**Problem to work on**
Copy the records below exactly as they appear.
*** Supplied information ***
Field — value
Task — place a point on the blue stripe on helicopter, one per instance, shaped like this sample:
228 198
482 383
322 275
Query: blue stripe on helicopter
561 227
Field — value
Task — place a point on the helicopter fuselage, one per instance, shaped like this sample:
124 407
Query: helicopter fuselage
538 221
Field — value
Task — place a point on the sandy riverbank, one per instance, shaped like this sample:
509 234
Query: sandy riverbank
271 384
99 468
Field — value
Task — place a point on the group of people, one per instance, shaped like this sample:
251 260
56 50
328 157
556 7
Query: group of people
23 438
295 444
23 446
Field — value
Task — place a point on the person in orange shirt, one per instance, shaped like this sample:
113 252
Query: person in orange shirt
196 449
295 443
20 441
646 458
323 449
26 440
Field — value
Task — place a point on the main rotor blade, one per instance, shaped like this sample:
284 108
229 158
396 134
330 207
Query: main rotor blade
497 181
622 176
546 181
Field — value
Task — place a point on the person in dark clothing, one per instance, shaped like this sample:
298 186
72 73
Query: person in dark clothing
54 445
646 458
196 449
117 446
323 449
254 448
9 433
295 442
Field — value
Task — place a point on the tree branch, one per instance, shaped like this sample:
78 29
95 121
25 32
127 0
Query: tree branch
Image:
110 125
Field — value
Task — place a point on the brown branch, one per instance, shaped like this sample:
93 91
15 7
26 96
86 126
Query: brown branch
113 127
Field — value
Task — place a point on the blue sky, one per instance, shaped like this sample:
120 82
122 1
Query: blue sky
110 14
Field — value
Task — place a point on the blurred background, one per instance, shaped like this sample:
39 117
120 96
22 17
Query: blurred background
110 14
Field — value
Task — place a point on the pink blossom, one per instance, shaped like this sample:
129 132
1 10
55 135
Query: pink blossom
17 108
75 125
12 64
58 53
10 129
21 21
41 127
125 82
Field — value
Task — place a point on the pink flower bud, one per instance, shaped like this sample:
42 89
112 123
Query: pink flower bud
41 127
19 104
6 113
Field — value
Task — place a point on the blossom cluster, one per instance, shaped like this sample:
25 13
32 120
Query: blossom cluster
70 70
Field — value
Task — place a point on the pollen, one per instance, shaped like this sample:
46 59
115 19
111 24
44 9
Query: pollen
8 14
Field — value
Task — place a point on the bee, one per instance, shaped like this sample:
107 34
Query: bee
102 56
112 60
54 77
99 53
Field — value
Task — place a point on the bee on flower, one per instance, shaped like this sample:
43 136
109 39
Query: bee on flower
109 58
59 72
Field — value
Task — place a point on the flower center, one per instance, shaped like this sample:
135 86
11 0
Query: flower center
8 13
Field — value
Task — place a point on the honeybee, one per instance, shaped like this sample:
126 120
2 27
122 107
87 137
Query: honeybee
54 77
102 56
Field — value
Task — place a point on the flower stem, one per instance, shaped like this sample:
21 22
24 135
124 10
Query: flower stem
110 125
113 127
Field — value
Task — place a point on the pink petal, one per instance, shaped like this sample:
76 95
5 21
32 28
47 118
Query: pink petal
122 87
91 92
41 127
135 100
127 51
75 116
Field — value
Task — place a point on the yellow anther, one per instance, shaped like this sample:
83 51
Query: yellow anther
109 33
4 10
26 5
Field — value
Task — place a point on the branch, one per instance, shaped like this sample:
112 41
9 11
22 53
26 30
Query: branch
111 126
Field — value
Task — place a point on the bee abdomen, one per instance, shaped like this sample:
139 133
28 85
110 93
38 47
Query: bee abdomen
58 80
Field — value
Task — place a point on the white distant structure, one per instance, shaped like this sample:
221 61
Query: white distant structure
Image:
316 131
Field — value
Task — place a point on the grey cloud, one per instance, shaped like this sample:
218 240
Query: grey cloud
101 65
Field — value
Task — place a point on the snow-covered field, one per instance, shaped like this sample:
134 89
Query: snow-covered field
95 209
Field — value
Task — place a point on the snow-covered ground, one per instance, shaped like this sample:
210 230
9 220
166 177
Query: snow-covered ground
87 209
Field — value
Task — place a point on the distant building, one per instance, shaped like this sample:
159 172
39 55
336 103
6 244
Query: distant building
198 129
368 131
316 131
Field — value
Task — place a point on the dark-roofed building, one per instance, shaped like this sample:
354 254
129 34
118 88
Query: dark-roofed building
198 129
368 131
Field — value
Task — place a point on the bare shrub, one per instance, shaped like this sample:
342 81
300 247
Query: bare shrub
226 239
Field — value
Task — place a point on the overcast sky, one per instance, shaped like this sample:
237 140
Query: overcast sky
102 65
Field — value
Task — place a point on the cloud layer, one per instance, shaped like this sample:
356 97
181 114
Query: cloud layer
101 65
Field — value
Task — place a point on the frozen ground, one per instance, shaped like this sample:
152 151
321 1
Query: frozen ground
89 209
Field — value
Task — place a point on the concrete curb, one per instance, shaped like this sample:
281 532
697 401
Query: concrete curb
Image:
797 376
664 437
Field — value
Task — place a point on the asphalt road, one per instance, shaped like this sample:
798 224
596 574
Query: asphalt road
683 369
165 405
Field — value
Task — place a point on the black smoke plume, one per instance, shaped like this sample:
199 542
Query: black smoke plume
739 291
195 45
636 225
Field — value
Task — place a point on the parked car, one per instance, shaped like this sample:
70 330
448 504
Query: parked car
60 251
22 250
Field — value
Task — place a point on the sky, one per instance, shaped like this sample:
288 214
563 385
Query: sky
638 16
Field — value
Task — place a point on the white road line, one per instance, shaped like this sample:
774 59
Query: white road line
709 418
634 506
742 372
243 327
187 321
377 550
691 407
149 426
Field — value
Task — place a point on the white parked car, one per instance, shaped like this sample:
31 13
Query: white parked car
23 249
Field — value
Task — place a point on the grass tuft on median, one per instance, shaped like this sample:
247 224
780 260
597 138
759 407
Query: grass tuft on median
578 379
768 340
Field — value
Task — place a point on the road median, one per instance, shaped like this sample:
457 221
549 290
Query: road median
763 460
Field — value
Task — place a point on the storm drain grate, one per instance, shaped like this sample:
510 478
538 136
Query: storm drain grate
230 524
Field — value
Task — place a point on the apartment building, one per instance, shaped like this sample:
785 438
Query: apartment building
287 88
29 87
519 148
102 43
***
**Problem solution**
Field — value
Task — place a point on the blue stripe on helicopter, one per instance, shaped like this sample:
228 198
482 383
322 275
Query: blue stripe on helicopter
561 227
Field — value
Task — place a point on the helicopter fuselage, one per instance, shaped like this sample:
124 407
Query: helicopter fuselage
538 221
Field — value
Task — place a point on the sandy riverbank, one per instance, shaped like this sample:
509 234
Query: sandy riverbank
271 384
99 468
Field — value
Task — place a point on the group of people, one per instance, shaped like this sample:
251 260
56 50
328 157
556 7
Query: group of people
23 438
295 444
23 446
Field — value
Task — place a point on the person in orange shirt, one per instance, shaped like this sample:
113 252
Query: person in orange shirt
196 449
295 443
20 441
646 458
323 449
26 440
Field — value
Task — place a point on the main rotor blade, one per instance, shaped like this sample:
284 108
229 158
396 134
330 207
Query: main rotor blade
497 181
622 176
546 181
Field — value
Task — place a point on the person in dark clothing, one per instance, shaped like this sample:
298 186
72 73
Query: person in dark clothing
54 445
646 458
196 449
117 446
323 449
254 448
9 433
295 442
Field — value
Task — place a point on the tree branch, one per instance, shaped like this sample:
78 29
95 121
25 32
127 0
Query: tree branch
Image:
110 125
Field — value
Task — place a point on the brown branch, one per instance, shaped like this sample:
93 91
15 7
26 96
86 126
Query: brown branch
113 127
Field — value
Task — place a point on the blue sky, one per instance, shaped like this sample:
120 82
122 1
Query: blue sky
110 14
Field — value
Task — place a point on the blurred background, one per instance, shaped like this sample:
39 117
120 96
22 17
Query: blurred background
110 14
Field — value
Task — place a point on the pink blossom, one per instance, shaped like this sample:
129 132
1 10
55 135
Query: pink blossom
17 108
75 125
12 64
58 53
10 129
21 21
41 127
125 82
Field — value
Task — place a point on the pink flower bud, one per instance, shaped like this sample:
42 89
112 123
Query: pink flower bud
41 127
19 104
6 113
Field — value
Task — place a point on the blossom cluster, one per instance, shaped like this sample:
25 13
32 120
Query: blossom cluster
70 70
Field — value
Task — place a point on the pollen, one per instance, shaped like this sample:
46 59
115 19
111 24
44 9
Query: pollen
8 14
Field — value
Task — place a point on the bee, one per instance, shaped like this sample:
107 34
Query: bee
102 56
112 60
54 77
99 53
Field — value
Task — place a point on the bee on flower, one per instance, shaped like this sample:
43 136
109 39
Query: bee on flower
109 58
59 72
Field — value
Task — place a point on the flower center, one per instance, shaped like this sample:
135 86
11 0
Query: flower center
8 13
Field — value
Task — place a point on the honeybee, one per instance, shaped like this sample:
126 120
2 27
122 107
87 137
Query: honeybee
54 77
102 56
Field — value
Task — place a point on the flower stem, one per instance, shaped like this sample:
21 22
24 135
124 10
Query: flower stem
110 125
113 127
Field — value
Task — place a point on the pink petal, one per instance, shaped like this sample:
76 95
5 21
32 28
47 118
Query: pink petal
122 87
91 92
41 127
135 100
127 51
75 116
Field — value
Task — place a point on the yellow anther, one per instance, shaped like this sample:
83 51
Query: yellow anther
109 33
4 10
26 5
Field — value
Task — place a point on the branch, one per instance, shaped like this sample:
112 41
9 11
22 53
26 30
Query: branch
111 126
Field — value
Task — place a point on the bee abdomen, one per instance, shaped like this sample:
139 133
28 85
110 93
38 47
Query: bee abdomen
58 80
Field — value
Task — place a point on the white distant structure, one per instance, shaped like this sample:
221 61
Query: white distant structure
Image:
316 131
Field — value
Task — place a point on the grey cloud, one per instance, shaped like this sample:
218 240
Query: grey cloud
101 65
Field — value
Task — place a point on the snow-covered field, one per instance, shaped like this sample:
134 89
Query: snow-covered field
95 209
Field — value
Task — place a point on the snow-covered ground, one per instance, shaped like this sample:
210 230
9 220
166 177
Query: snow-covered ground
87 209
Field — value
Task — place a point on the distant building, one per instance, shaped like this sample:
159 172
39 55
336 103
6 244
Query: distant building
198 129
368 131
316 131
Field — value
Task — place a point on the dark-roofed building, one per instance, shaped like this sample:
354 254
129 34
118 88
Query: dark-roofed building
198 129
368 131
Field — value
Task — place a point on the bare shrub, one per instance, shaped like this sample:
342 81
300 247
Query: bare shrub
226 239
Field — value
Task — place a point on the overcast sky, one per instance, shaped like this sample:
237 140
Query: overcast sky
102 65
Field — value
Task — place a point on the cloud layer, one per instance, shaped like this sample:
356 97
181 114
Query: cloud layer
101 65
Field — value
Task — place a point on the frozen ground, one per instance, shaped like this sample:
152 151
321 1
Query: frozen ground
89 209
Field — value
Task — place a point on the concrete curb, one per instance, shaped like this sample:
281 532
697 401
Query: concrete curb
Image:
797 376
664 437
Field — value
Task — place a point on the asphalt road, one per instance, shaped like this sample:
798 224
596 574
Query: asphalt road
683 369
165 405
Field — value
Task — place a point on the black smoke plume, one per instance, shaped like this sample:
199 542
Query: black smoke plume
739 291
195 45
636 225
Field — value
Task — place a point on the parked car, one per instance, shaped like this sample:
70 330
448 504
Query: parked car
60 251
22 250
Field — value
Task — place a point on the sky, one per instance, shaped like this sample:
288 214
563 385
Query: sky
638 16
Field — value
Task — place a point on the white road line, one per instance, shaped like this sample:
774 59
Query: white road line
709 418
634 506
742 372
243 327
187 321
377 550
691 407
149 426
Field — value
Task — place a point on the white parked car, one per instance, shaped like this sample:
31 13
Query: white parked car
23 249
Field — value
Task — place a point on the grass tuft on median, one per instance, shaped like this sample:
247 224
780 260
597 138
759 407
Query: grass tuft on median
578 379
768 340
Field — value
Task — place a point on the road median, one per instance, shaped like this sample:
457 221
549 290
Query: road median
763 460
Field — value
Task — place a point on the storm drain grate, one per instance, shaped like this sample:
510 478
538 136
Query: storm drain grate
230 524
Field — value
Task — place a point on the apartment building, one per instance, shaped like this sample:
785 438
Query: apartment building
287 88
29 87
519 148
102 43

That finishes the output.